* _REQUIRED WORK_:
Reproduce every line below verbatim, omitting the pictures from your output.

* _DATASET ENTRIES_:
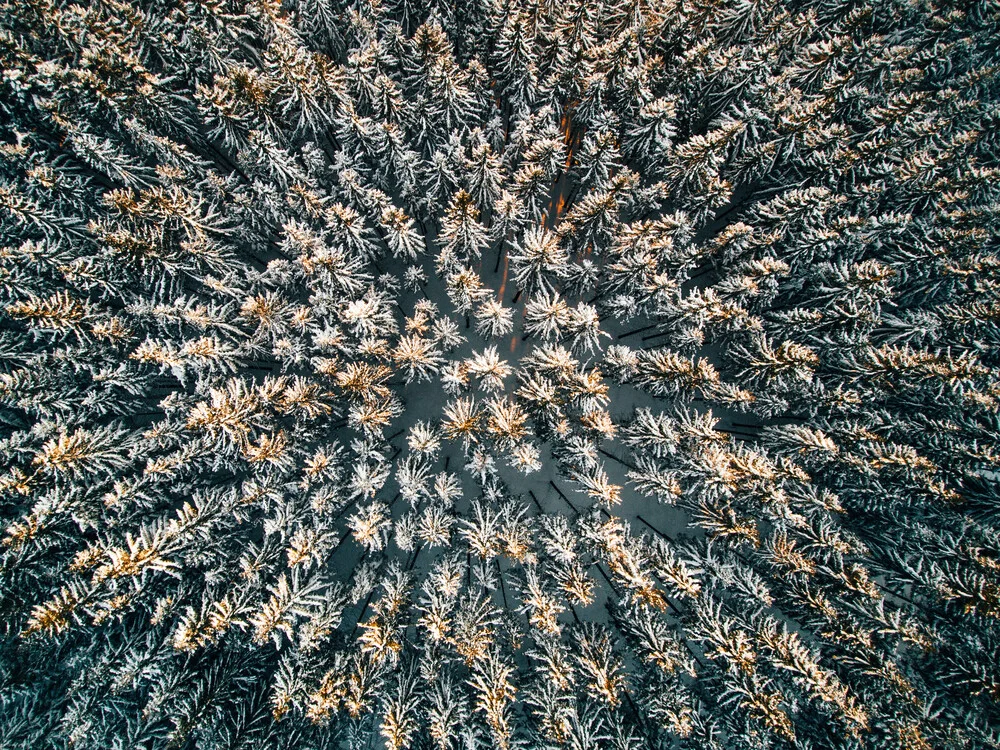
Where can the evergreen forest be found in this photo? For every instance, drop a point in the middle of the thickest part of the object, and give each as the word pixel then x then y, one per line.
pixel 499 374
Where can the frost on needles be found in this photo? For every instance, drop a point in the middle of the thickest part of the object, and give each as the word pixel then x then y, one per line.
pixel 585 375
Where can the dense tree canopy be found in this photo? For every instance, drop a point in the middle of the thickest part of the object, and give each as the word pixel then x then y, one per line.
pixel 493 374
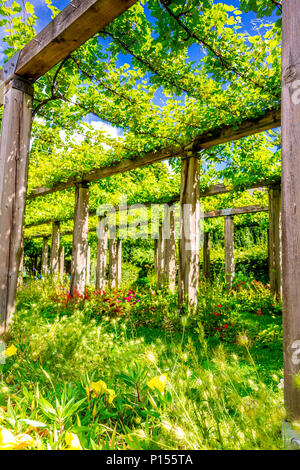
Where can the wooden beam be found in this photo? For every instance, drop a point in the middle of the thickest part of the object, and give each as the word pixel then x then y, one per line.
pixel 291 204
pixel 210 138
pixel 213 190
pixel 74 25
pixel 54 257
pixel 275 267
pixel 169 248
pixel 14 147
pixel 207 215
pixel 115 262
pixel 235 211
pixel 45 254
pixel 189 243
pixel 160 257
pixel 80 240
pixel 229 251
pixel 101 254
pixel 206 256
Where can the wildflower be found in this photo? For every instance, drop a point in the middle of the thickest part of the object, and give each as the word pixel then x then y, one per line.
pixel 243 340
pixel 11 351
pixel 111 395
pixel 159 382
pixel 24 441
pixel 281 384
pixel 7 440
pixel 99 387
pixel 72 441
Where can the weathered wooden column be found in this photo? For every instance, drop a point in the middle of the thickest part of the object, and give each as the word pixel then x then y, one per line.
pixel 88 266
pixel 45 251
pixel 119 262
pixel 101 254
pixel 80 239
pixel 115 262
pixel 62 260
pixel 229 251
pixel 291 203
pixel 189 244
pixel 206 256
pixel 160 257
pixel 15 137
pixel 169 247
pixel 275 241
pixel 54 255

* _IN RESPONSE_:
Where can the evergreen forest be found in this photo? For every instance, drop a point in the middle of the thickest part of the object, and give each as the word pixel then x then y, one per line.
pixel 499 374
Where can the frost on needles be found in this photo? For every instance, drop a point in the middle of the thickest part of the object, and give each as the word pixel then x then y, one per line.
pixel 585 375
Where can the dense tree canopy be found in this photo? For every instance, drop a point in the middle of the thickest part of the object, and give each as the word pixel then x then y, one per line.
pixel 493 374
Where can the wooden beam be found in this photo? For every instance, drop a point in the middle of the thickest part of the object, and give each as the word pixel then x then y, one per line.
pixel 291 204
pixel 210 138
pixel 213 190
pixel 74 25
pixel 54 257
pixel 275 267
pixel 169 248
pixel 14 147
pixel 207 215
pixel 115 262
pixel 235 211
pixel 45 254
pixel 189 243
pixel 160 257
pixel 80 240
pixel 229 251
pixel 101 254
pixel 206 256
Where can the wildflower be found in this photo? For every instance, drop a point in the middle of the thickest part of the object, and give each as the word pixel then x then y, one per line.
pixel 243 340
pixel 11 351
pixel 111 395
pixel 159 382
pixel 24 441
pixel 281 384
pixel 7 440
pixel 99 387
pixel 72 441
Where can the weathered wooden column be found in this photo? For every instance, drop a point in the middle of the thickest part of the object, and give each as the word pixel then x then y, one per line.
pixel 88 266
pixel 45 251
pixel 119 262
pixel 101 254
pixel 80 239
pixel 115 262
pixel 62 260
pixel 229 251
pixel 291 203
pixel 189 244
pixel 206 256
pixel 160 257
pixel 15 137
pixel 169 247
pixel 275 241
pixel 54 255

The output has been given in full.